* _DOCUMENTO_:

Uma noite e quase Natal
O rádio do
carro embala-me num prenúncio de Lisboa projectando em contínuo a voz de
Amália.
“Não
é desgraça ser pobre…”
E
pobre não é por certo quem assim num fim de tarde de Dezembro tem o privilégio
de “mergulhar” na cidade já envolta nas coloridas luzes semeadas pelo Natal.
Vai
lento o carro até ao Camões atrasando-me esse decisivo encontro com o poeta mas
oferecendo-me a possibilidade de desfrutar de cada detalhe do caminho, e como
brilha ao longe o Castelo quando se espreita assim de São Pedro de Alcântara.
Chego
finalmente.
E
desço o Chiado…
Quando
eu partir e os despojos do meu corpo cumprirem a minha suprema gratidão pelo
campo alimentando as raízes de um sobreiro que tenha vista para Vila Viçosa, de
poucas coisas sei que sentirei saudades, mas a descida do Chiado assim num fim
de tarde de Natal, não tenho dúvidas, far-me-á muita falta.

* _TAREFAS PROPOSTAS_:
a. No texto, de quem é a voz que o rádio do carro projeta em contínuo?
b. Apresenta como lista numerada as linhas dos registos desde a linha que contém "Search the above image: is any white ceiling" até ao fim dos registos, ambas as pontas incluídas, sem as linhas em branco.
O texto e os registos não têm qualquer relação entre si.

* _MATERIAL FORNECIDO_:
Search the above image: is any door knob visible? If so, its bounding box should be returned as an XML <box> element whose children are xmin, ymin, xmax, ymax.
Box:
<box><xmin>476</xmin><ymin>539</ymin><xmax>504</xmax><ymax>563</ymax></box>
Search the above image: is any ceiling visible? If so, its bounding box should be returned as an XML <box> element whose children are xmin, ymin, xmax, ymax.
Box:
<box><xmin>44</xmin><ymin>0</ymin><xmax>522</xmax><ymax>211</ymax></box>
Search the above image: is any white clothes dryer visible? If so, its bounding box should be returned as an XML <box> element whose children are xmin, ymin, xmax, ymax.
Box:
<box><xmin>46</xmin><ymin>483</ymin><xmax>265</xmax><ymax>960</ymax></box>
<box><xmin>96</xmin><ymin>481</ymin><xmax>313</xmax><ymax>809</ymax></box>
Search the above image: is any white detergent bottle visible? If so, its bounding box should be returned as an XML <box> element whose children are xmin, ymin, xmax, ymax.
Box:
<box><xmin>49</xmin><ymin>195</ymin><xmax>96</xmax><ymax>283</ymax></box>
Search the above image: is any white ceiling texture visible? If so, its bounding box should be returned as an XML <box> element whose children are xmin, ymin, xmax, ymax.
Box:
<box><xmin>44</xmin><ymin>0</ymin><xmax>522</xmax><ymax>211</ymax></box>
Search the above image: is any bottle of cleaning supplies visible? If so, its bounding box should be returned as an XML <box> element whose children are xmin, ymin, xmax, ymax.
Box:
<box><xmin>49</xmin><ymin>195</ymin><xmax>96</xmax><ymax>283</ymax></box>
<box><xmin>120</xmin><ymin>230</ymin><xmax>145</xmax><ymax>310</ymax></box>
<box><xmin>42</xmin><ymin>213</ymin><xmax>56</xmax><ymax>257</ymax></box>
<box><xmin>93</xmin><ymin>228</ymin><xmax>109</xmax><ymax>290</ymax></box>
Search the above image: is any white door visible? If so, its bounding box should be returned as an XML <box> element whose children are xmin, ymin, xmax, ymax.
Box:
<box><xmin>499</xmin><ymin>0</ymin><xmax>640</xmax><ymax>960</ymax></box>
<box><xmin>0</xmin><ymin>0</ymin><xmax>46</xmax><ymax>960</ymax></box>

* _RESULTADOS DAS TAREFAS_:
a. De Amália.

b.
1. Search the above image: is any white ceiling texture visible? If so, its bounding box should be returned as an XML <box> element whose children are xmin, ymin, xmax, ymax.
2. Box:
3. <box><xmin>44</xmin><ymin>0</ymin><xmax>522</xmax><ymax>211</ymax></box>
4. Search the above image: is any bottle of cleaning supplies visible? If so, its bounding box should be returned as an XML <box> element whose children are xmin, ymin, xmax, ymax.
5. Box:
6. <box><xmin>49</xmin><ymin>195</ymin><xmax>96</xmax><ymax>283</ymax></box>
7. <box><xmin>120</xmin><ymin>230</ymin><xmax>145</xmax><ymax>310</ymax></box>
8. <box><xmin>42</xmin><ymin>213</ymin><xmax>56</xmax><ymax>257</ymax></box>
9. <box><xmin>93</xmin><ymin>228</ymin><xmax>109</xmax><ymax>290</ymax></box>
10. Search the above image: is any white door visible? If so, its bounding box should be returned as an XML <box> element whose children are xmin, ymin, xmax, ymax.
11. Box:
12. <box><xmin>499</xmin><ymin>0</ymin><xmax>640</xmax><ymax>960</ymax></box>
13. <box><xmin>0</xmin><ymin>0</ymin><xmax>46</xmax><ymax>960</ymax></box>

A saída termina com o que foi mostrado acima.